Exercise directions =
Locate each line in the records below that contains the string "stone", and copy those lines out.

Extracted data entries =

######

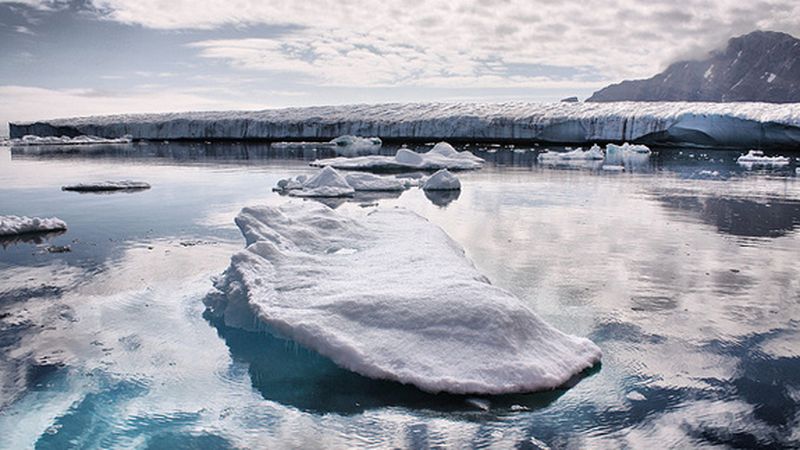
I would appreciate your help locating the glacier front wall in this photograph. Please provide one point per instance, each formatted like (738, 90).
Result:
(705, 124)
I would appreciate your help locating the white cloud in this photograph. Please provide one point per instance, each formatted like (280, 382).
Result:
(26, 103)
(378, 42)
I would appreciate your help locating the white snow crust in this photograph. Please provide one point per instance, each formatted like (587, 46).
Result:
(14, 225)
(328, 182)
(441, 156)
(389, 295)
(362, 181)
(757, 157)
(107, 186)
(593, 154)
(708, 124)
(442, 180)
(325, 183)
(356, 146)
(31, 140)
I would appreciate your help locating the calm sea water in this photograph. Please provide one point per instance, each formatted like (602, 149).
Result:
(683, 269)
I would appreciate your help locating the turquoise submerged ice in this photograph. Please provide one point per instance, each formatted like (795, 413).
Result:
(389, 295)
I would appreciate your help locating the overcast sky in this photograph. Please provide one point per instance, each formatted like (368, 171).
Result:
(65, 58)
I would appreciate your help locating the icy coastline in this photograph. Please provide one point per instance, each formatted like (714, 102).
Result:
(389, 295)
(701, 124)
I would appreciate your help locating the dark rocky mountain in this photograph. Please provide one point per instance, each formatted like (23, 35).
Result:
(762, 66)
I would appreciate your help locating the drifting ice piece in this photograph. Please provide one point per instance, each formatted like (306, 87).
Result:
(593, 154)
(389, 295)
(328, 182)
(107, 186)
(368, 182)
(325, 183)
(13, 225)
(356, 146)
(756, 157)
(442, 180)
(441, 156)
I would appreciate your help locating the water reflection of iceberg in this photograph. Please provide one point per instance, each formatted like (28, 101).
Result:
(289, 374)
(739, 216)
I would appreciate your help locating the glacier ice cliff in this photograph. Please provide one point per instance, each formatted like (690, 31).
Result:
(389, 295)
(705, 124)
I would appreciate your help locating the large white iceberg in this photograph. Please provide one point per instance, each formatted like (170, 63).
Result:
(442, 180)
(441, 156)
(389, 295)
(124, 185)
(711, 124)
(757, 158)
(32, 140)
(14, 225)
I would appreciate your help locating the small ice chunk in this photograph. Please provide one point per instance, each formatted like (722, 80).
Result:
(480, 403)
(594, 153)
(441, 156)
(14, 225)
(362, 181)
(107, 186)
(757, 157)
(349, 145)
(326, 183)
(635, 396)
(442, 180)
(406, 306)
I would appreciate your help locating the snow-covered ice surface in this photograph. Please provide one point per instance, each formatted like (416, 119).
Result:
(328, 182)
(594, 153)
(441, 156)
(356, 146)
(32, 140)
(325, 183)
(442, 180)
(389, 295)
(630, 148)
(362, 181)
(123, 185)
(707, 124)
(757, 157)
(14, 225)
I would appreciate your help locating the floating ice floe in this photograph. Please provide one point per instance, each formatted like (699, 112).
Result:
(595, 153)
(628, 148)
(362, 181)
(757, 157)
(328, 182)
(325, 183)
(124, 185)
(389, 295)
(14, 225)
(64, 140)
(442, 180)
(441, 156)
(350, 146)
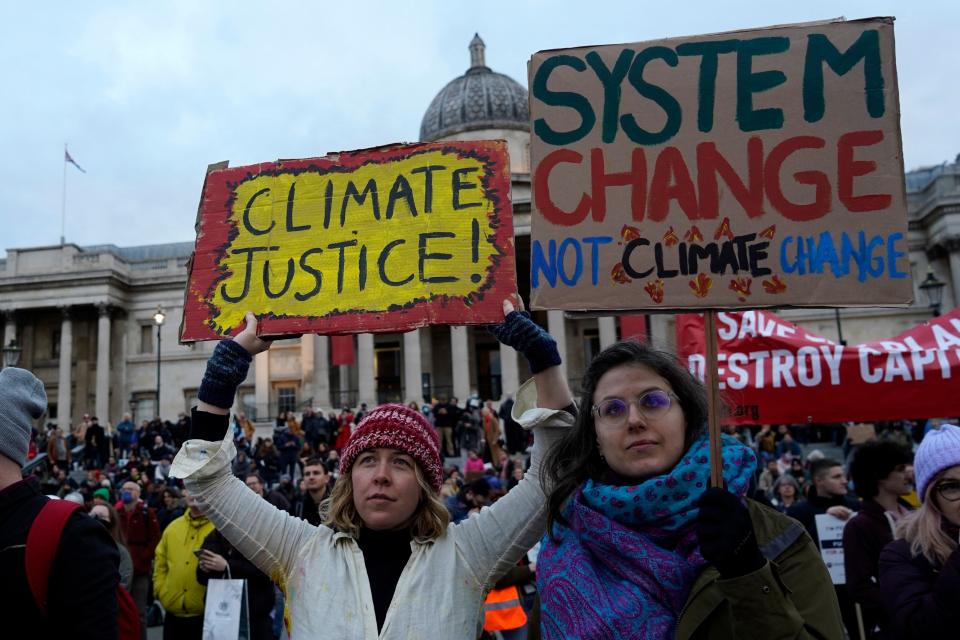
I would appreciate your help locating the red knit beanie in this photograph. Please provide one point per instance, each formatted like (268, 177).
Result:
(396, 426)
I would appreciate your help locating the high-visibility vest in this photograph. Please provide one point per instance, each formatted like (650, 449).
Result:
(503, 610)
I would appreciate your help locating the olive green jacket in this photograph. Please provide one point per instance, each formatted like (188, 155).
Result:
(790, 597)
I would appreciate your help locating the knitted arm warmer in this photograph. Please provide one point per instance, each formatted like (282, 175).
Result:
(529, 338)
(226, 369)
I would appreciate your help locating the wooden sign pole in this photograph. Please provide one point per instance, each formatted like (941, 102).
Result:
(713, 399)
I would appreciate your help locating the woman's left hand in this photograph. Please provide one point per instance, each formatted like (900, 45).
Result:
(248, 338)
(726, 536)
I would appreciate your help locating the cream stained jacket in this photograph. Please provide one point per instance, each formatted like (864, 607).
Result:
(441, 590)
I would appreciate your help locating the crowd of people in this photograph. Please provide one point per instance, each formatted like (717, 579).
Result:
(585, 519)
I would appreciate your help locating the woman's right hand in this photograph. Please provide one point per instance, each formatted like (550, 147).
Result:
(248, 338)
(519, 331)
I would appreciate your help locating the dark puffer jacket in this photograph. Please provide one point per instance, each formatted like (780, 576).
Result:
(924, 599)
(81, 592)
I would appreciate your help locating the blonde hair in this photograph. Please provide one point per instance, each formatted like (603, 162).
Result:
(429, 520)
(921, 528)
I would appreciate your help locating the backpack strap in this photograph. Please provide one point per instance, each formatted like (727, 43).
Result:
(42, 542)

######

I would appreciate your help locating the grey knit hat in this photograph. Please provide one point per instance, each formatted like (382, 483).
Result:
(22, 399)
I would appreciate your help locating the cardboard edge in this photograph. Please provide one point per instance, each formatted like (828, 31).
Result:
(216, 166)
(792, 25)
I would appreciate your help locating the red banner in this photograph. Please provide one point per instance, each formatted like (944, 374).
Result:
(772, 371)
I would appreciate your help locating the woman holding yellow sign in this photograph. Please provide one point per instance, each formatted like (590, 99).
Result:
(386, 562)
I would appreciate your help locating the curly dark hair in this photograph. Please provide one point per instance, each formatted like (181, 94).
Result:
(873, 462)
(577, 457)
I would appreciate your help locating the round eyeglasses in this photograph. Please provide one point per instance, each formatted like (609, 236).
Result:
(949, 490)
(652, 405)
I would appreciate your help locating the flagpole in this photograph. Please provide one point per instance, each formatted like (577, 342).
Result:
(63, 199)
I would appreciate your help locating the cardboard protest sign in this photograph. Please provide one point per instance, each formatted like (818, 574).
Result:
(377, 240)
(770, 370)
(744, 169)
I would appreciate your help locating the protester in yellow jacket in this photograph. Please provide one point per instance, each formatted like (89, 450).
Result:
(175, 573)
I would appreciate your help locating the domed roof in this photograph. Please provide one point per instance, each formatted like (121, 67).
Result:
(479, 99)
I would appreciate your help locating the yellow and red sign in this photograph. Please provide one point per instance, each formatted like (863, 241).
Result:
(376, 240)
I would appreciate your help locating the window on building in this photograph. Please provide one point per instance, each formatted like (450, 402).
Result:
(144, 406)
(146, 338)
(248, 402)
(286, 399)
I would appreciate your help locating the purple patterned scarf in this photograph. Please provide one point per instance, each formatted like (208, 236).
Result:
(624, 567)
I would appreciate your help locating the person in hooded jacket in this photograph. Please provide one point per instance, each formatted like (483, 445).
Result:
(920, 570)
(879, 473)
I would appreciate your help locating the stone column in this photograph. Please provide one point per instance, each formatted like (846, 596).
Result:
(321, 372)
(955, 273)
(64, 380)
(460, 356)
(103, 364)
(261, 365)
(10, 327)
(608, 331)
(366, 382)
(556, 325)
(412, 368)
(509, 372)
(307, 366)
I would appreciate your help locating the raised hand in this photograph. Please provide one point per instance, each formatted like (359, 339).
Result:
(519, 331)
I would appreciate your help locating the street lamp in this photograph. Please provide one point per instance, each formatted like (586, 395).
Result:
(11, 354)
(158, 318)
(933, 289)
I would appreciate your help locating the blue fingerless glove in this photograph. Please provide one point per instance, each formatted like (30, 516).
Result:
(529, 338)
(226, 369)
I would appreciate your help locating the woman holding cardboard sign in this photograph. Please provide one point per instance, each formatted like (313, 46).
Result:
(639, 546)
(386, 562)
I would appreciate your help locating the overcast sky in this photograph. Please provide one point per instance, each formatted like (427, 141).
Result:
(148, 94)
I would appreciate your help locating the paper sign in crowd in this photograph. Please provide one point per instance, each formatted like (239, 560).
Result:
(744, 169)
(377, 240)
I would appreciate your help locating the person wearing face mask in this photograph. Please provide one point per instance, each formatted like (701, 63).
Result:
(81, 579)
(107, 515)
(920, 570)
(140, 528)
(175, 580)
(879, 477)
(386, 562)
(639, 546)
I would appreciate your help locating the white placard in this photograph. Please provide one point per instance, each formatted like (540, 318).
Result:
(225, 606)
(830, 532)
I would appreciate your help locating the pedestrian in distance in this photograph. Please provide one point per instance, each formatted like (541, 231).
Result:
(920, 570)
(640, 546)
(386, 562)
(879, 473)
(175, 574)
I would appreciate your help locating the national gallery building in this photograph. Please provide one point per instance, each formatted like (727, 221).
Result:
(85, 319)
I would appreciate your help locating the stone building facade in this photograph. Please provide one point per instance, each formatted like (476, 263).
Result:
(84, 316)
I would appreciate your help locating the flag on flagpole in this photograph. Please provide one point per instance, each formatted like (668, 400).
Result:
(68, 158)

######

Exercise output =
I would appreciate your help locating the stone column in this photograph. Please provide one point per instance, each formatted like (846, 596).
I would appreciate your help locating the stone building facade in this photograph. Please provide one point per instance, each formatted like (476, 263).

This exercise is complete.